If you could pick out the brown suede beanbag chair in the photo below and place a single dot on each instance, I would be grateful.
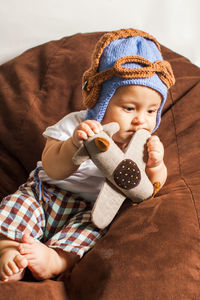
(151, 251)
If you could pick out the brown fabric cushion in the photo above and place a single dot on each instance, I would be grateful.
(152, 250)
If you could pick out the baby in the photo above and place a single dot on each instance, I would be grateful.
(46, 224)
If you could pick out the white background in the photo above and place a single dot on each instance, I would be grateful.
(28, 23)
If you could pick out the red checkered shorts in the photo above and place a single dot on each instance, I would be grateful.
(58, 218)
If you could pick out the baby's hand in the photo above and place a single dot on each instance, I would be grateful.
(155, 152)
(84, 130)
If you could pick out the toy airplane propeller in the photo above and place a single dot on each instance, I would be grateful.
(124, 173)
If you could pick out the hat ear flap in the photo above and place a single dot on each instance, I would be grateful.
(90, 97)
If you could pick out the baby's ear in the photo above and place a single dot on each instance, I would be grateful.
(80, 156)
(111, 128)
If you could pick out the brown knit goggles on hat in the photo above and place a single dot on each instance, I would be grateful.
(93, 78)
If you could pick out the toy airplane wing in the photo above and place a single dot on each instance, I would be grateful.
(107, 205)
(137, 143)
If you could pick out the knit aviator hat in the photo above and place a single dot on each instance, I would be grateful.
(124, 57)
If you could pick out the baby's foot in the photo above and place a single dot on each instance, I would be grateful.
(43, 262)
(12, 264)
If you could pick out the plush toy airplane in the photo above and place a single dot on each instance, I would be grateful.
(124, 172)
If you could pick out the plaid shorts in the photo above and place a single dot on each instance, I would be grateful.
(57, 218)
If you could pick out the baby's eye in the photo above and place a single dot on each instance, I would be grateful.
(151, 111)
(128, 108)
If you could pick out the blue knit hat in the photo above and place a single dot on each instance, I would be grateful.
(133, 59)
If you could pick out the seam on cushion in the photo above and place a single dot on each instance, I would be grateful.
(42, 87)
(178, 99)
(179, 164)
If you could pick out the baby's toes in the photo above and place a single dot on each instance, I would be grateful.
(20, 261)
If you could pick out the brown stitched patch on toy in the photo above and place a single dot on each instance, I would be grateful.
(102, 143)
(127, 174)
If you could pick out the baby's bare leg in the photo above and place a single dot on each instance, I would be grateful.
(45, 262)
(12, 263)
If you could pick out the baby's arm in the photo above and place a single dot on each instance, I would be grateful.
(155, 168)
(57, 155)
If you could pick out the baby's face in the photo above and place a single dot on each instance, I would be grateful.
(133, 107)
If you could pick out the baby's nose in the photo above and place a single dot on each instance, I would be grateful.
(139, 119)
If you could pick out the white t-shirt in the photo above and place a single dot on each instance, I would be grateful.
(87, 180)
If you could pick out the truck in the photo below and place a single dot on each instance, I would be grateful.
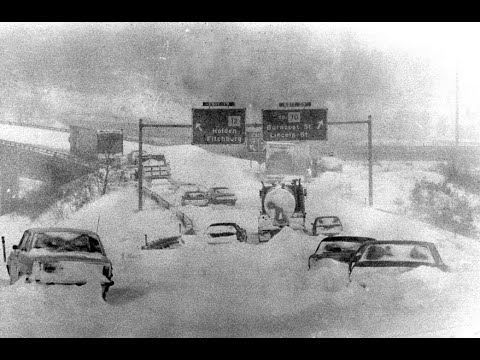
(155, 166)
(282, 204)
(91, 143)
(285, 160)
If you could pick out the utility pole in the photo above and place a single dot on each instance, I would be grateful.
(456, 107)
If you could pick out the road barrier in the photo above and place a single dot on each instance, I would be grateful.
(55, 154)
(188, 227)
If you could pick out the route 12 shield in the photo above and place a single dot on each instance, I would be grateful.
(218, 126)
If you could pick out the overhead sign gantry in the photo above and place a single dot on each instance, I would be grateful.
(218, 125)
(294, 124)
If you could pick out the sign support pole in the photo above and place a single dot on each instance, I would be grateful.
(370, 162)
(141, 125)
(140, 165)
(370, 153)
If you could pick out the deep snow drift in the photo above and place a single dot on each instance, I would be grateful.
(244, 289)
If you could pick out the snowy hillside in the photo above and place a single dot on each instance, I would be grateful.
(246, 289)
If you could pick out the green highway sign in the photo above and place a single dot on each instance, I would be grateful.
(218, 126)
(294, 124)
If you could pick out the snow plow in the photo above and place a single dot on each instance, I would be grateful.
(283, 204)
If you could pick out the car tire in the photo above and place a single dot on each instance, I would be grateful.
(14, 279)
(104, 292)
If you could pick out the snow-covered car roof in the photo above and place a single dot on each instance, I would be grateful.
(224, 224)
(398, 253)
(60, 229)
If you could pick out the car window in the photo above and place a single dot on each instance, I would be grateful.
(222, 191)
(332, 246)
(398, 252)
(195, 195)
(23, 240)
(66, 242)
(28, 243)
(221, 229)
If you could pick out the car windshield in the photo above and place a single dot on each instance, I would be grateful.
(223, 191)
(337, 246)
(328, 221)
(221, 230)
(398, 253)
(66, 241)
(195, 195)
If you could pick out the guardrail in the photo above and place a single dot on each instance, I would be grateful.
(184, 219)
(52, 153)
(44, 127)
(52, 128)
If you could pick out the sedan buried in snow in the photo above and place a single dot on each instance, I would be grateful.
(197, 198)
(60, 256)
(392, 257)
(338, 248)
(327, 225)
(223, 233)
(222, 195)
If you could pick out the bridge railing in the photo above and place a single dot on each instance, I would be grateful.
(52, 153)
(184, 219)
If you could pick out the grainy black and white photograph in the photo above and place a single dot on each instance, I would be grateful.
(239, 180)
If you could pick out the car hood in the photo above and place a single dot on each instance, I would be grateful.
(343, 256)
(221, 239)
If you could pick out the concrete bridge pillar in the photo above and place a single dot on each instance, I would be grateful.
(9, 188)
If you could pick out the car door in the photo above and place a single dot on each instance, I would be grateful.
(14, 258)
(24, 262)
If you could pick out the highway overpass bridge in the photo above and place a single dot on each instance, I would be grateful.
(43, 153)
(53, 167)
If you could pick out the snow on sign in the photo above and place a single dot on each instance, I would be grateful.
(294, 124)
(255, 142)
(218, 126)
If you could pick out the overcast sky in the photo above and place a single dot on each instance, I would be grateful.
(256, 62)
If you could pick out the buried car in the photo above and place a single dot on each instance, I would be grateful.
(221, 195)
(63, 256)
(327, 225)
(392, 257)
(197, 198)
(223, 233)
(339, 248)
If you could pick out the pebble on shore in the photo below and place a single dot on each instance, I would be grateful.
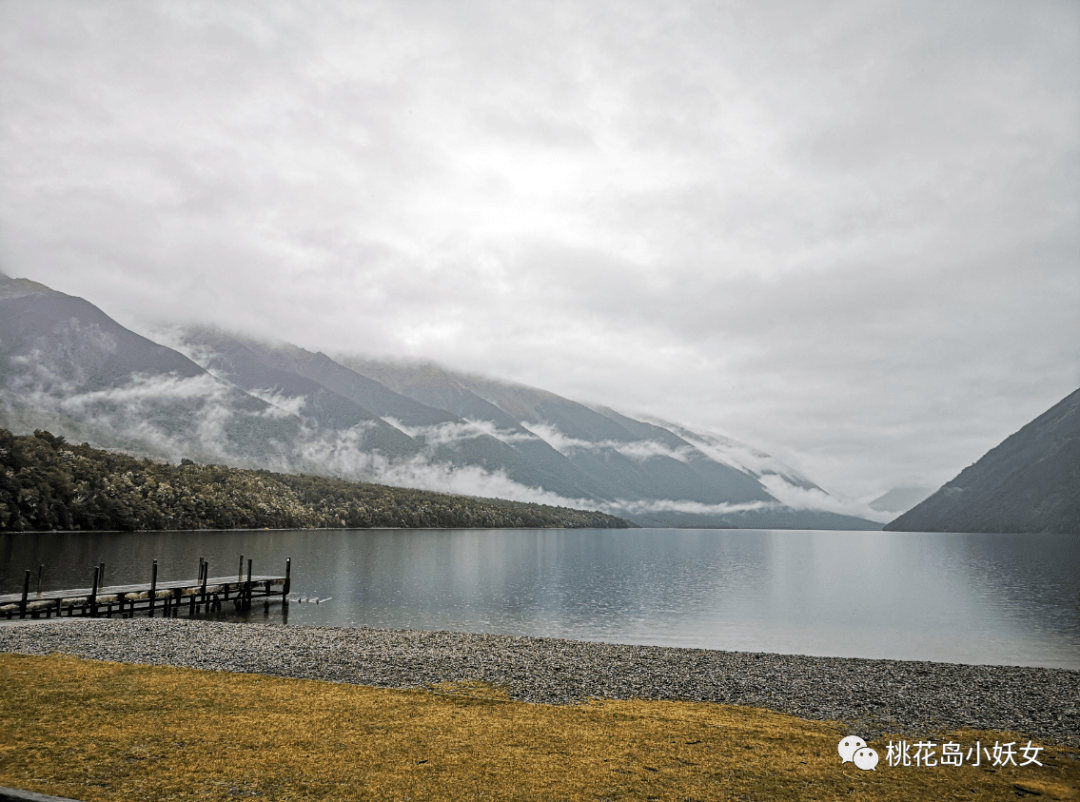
(869, 696)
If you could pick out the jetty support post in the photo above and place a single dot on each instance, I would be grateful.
(153, 586)
(93, 593)
(26, 593)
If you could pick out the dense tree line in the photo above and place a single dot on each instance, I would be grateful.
(49, 484)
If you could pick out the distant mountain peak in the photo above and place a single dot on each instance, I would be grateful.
(21, 287)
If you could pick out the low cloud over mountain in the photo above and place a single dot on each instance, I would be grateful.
(215, 396)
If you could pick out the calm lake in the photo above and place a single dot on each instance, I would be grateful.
(960, 598)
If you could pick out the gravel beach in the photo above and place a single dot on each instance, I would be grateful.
(871, 696)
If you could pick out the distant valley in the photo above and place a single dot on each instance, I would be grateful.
(215, 396)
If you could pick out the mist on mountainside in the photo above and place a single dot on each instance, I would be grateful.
(210, 395)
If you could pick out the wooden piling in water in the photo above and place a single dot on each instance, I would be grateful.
(153, 586)
(166, 597)
(26, 592)
(93, 595)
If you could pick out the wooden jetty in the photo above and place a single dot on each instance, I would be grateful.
(205, 593)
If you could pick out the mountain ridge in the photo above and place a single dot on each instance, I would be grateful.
(1029, 483)
(229, 398)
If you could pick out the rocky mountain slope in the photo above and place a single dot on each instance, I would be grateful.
(219, 397)
(1028, 484)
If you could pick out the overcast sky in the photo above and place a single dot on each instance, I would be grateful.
(845, 232)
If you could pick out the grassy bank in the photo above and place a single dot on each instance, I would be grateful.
(108, 731)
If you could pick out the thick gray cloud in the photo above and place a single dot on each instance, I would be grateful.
(846, 232)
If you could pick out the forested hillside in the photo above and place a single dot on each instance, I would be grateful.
(49, 484)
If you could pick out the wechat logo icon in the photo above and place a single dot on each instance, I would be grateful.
(852, 748)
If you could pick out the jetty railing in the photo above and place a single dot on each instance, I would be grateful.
(205, 593)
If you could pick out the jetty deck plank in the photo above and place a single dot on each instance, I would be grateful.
(140, 587)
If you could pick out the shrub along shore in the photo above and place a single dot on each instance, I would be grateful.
(48, 484)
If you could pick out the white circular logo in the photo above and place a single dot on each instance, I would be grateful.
(848, 747)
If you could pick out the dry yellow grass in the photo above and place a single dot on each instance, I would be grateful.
(108, 731)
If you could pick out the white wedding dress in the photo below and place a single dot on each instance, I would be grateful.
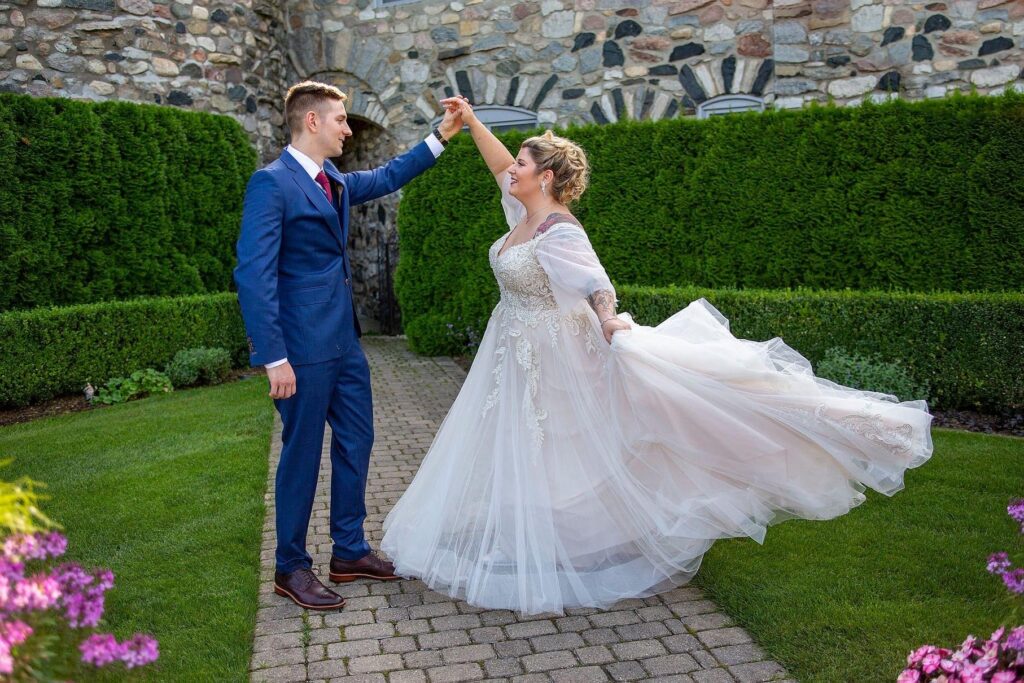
(570, 472)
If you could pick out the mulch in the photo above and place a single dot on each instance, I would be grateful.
(74, 403)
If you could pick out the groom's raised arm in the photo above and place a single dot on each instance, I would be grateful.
(367, 185)
(256, 274)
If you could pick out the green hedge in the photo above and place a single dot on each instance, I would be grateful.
(969, 347)
(49, 351)
(901, 196)
(115, 200)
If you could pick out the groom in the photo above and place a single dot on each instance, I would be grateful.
(295, 290)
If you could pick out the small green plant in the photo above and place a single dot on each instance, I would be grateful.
(199, 366)
(138, 384)
(871, 373)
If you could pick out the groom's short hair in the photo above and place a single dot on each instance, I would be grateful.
(307, 96)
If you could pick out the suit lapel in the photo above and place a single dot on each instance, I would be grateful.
(315, 195)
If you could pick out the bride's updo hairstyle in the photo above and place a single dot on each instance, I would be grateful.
(565, 159)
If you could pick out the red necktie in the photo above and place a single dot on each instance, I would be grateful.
(322, 179)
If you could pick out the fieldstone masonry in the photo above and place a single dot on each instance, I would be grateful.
(400, 632)
(563, 60)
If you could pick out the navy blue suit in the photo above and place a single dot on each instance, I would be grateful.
(295, 290)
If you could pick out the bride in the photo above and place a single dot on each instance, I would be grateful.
(589, 459)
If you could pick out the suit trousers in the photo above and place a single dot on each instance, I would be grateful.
(338, 392)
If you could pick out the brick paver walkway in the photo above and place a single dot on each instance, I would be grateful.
(400, 632)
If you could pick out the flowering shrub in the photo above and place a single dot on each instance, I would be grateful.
(41, 611)
(998, 659)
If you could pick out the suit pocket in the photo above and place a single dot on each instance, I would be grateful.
(305, 296)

**********

Written request: Repeat exactly, and only, the lines from the line containing "If you could pick out the bride in" through the last line of the records above, both included.

Expected output:
If you could pick out the bride in the photo above and place a single dot on each instance, I would be grateful.
(589, 459)
If you could pick out the suit trousers in the photo above and place a single dot on each instance, I would be grateful.
(338, 392)
If you could pick out the brick paver walkway in the photo above and place a single dot on each instance, I would be grateful.
(400, 632)
If you could pick out the flowering shrub in the photo above and place a single dot on each instance, I would be grateful.
(41, 611)
(998, 659)
If you could pick out the suit pocket in the photo above and place a single dot on each instance, I would be grateful.
(305, 296)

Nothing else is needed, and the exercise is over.